EXTRACT PROVIDED:
******************************

Given that the end of Sri Lanka’s civil war was “one of the worst episodes in U.N. history – including failure to even table a discussion while the abuses were taking place – the HRC really must take this forward,” Pearson added.

She stressed that the U.N.’s decision to respond relatively quickly to the Arab Spring, even in highly controversial cases like Libya and Syria, suggests that bringing Sri Lanka back into focus would be not only timely, but also essential in the spirit of justice for the victims of war and for the sake of consistency in international standards.

However, “The Sri Lankan army’s announced inquiry appears to be a transparent ploy to deflect a global push for a genuine international investigation, not a sudden inspiration nearly three years after the war,” Brad Adams, Asia director at HRW, said in a press release Wednesday.

“This inquiry, coming on the eve of a possible Sri Lanka resolution at the Human Rights Council, looks like yet another cynical and meaningless move,” he added.

******************************

(Dataset items)
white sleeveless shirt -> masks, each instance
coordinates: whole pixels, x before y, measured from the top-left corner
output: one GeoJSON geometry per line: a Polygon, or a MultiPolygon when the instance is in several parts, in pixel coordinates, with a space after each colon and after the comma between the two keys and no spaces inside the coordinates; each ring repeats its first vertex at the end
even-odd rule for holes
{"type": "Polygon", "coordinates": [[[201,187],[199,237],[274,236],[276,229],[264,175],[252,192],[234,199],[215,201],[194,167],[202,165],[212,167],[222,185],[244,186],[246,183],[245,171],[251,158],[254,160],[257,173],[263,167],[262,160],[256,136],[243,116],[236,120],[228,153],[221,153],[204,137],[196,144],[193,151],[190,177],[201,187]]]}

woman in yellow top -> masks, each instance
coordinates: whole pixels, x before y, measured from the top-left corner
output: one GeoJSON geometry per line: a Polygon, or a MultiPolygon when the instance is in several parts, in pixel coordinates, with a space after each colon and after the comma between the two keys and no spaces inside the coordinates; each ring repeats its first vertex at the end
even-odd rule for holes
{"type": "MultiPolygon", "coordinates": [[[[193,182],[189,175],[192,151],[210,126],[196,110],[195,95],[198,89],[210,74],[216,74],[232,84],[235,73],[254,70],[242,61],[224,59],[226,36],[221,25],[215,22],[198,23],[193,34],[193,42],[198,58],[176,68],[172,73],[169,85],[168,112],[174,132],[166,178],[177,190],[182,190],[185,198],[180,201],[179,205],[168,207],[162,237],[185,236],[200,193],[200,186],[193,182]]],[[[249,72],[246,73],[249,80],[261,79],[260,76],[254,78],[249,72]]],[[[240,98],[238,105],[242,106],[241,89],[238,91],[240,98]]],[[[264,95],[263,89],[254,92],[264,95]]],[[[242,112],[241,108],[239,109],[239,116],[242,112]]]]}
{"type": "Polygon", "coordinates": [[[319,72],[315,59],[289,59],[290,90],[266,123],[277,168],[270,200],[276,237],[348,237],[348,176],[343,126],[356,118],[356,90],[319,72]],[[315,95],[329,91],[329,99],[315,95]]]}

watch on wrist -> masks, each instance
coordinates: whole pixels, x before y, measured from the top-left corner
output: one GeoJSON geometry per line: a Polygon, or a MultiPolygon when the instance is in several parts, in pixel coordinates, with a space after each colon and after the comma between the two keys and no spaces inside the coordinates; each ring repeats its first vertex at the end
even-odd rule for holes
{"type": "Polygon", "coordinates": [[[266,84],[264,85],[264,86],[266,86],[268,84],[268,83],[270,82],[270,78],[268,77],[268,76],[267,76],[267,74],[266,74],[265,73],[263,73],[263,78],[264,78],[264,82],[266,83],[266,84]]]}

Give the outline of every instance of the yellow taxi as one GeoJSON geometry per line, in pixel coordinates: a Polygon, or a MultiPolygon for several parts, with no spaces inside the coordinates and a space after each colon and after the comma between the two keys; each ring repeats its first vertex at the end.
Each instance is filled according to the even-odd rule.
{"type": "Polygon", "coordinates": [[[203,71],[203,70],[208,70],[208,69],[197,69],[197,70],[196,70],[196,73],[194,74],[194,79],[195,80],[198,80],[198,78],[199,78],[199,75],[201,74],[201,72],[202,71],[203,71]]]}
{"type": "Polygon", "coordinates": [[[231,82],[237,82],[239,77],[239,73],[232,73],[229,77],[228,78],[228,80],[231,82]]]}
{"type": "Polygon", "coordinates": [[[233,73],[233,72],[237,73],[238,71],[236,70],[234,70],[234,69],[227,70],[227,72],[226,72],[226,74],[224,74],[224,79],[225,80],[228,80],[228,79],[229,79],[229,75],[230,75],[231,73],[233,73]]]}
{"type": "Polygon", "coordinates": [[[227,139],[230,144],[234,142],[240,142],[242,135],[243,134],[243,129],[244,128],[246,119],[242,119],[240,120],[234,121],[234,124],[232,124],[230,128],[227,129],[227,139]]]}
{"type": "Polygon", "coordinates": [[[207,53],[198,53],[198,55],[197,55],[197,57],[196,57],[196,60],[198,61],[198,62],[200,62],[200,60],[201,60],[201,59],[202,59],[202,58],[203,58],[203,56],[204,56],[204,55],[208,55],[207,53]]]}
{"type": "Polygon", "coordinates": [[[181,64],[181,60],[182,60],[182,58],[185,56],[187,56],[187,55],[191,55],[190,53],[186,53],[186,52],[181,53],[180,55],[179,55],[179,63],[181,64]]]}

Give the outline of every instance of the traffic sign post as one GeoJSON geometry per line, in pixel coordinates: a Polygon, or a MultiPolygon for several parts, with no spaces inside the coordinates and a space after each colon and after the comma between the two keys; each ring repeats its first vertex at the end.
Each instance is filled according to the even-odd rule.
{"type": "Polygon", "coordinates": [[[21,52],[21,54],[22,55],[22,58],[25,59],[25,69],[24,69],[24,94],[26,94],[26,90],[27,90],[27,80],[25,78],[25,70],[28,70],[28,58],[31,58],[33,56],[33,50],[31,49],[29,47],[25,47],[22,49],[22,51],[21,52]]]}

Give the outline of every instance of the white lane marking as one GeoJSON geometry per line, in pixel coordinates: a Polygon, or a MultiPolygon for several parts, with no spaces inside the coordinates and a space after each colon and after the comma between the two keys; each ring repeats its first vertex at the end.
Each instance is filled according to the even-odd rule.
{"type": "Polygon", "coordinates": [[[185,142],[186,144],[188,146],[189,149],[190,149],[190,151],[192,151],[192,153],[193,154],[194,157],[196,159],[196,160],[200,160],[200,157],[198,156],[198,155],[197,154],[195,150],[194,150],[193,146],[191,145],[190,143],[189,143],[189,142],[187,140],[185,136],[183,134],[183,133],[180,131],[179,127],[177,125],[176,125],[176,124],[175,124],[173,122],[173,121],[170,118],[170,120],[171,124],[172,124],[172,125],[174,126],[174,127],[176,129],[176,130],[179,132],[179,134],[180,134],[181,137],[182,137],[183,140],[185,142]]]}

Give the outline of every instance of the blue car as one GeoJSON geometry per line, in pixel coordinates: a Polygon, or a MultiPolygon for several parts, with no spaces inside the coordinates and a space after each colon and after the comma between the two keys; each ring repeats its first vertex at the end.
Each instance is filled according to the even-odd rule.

******************************

TASK BRIEF:
Translate this sentence from the article on Sri Lanka's civil war into Spanish: "“This inquiry, coming on the eve of a possible Sri Lanka resolution at the Human Rights Council, looks like yet another cynical and meaningless move,” he added."

EXERCISE SOLUTION:
«Esta investigación, que llega en vísperas de una posible resolución sobre Sri Lanka en el Consejo de Derechos Humanos, parece una medida cínica y sin sentido más», añadió.